### [Provided passage]
** begin **

Skip to content

Amazon S3 MultiThread Resume Upload Tool v1.1 (Amazon S3多线程断点续传)

License

Notifications You must be signed in to change notification settings

danielxiawd/amazon-s3-resumable-upload

 
 

Repository files navigation

Amazon S3 MultiThread Resume Upload Tool v1.1 (Amazon S3多线程断点续传)

Muliti-thread Amazon S3 upload tool, breaking-point resume supported, suitable for large files
多线程断点续传到 Amazon S3,适合批量的大文件

Upload from local disk, copy files between Global AWS and China AWS S3, or migrate from AliCloud OSS to Amazon S3
从本地硬盘上传,或海外与中国区 Amazon S3 之间互相拷贝,或从阿里云 OSS 迁移到 Amazon S3。

** end **

### [Provided material]

** begin **

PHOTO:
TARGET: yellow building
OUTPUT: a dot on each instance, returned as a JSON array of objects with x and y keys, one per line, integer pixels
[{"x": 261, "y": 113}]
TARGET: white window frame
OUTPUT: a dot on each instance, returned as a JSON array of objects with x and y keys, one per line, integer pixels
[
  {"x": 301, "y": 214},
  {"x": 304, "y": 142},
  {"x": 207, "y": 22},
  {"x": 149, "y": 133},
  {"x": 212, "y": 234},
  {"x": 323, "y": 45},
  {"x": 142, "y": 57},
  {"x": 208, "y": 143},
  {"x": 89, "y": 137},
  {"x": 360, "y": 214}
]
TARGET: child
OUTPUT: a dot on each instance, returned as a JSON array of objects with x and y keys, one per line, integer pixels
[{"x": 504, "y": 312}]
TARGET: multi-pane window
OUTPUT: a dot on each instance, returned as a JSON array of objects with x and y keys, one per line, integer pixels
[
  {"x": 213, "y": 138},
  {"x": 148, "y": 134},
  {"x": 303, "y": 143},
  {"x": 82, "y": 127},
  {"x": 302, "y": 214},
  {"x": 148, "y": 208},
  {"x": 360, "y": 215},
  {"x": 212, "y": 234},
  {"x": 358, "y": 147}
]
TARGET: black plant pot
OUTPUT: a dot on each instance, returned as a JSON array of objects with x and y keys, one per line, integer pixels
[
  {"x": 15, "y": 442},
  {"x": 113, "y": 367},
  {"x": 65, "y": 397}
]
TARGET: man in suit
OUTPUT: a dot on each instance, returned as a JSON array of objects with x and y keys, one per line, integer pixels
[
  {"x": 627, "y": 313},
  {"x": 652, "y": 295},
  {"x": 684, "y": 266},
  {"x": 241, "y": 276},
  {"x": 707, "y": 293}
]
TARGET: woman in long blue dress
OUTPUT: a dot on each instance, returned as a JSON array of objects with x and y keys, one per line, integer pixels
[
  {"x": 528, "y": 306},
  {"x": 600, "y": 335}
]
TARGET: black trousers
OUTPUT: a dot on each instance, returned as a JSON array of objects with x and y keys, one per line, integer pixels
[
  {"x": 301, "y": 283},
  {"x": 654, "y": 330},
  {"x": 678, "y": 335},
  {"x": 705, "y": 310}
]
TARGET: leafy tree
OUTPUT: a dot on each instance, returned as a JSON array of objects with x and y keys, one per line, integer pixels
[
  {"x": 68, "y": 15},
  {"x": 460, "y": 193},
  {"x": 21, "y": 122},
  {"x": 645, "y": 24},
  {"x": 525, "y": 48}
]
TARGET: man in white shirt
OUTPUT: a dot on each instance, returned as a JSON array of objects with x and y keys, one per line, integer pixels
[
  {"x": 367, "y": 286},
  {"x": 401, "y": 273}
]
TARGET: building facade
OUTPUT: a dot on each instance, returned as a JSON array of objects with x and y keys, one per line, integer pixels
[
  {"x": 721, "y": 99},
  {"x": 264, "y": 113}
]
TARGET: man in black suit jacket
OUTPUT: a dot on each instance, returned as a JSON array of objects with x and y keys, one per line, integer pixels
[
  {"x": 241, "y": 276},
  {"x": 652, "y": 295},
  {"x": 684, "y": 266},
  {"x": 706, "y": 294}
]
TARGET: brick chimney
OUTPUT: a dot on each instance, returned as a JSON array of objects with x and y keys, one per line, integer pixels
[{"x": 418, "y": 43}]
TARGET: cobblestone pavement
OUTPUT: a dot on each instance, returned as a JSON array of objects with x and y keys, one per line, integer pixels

** end **

### [What you should do]
According to the repository page, from which storage service can files be migrated to Amazon S3? The data above plays no role here.

### [Result of this exercise]
AliCloud OSS.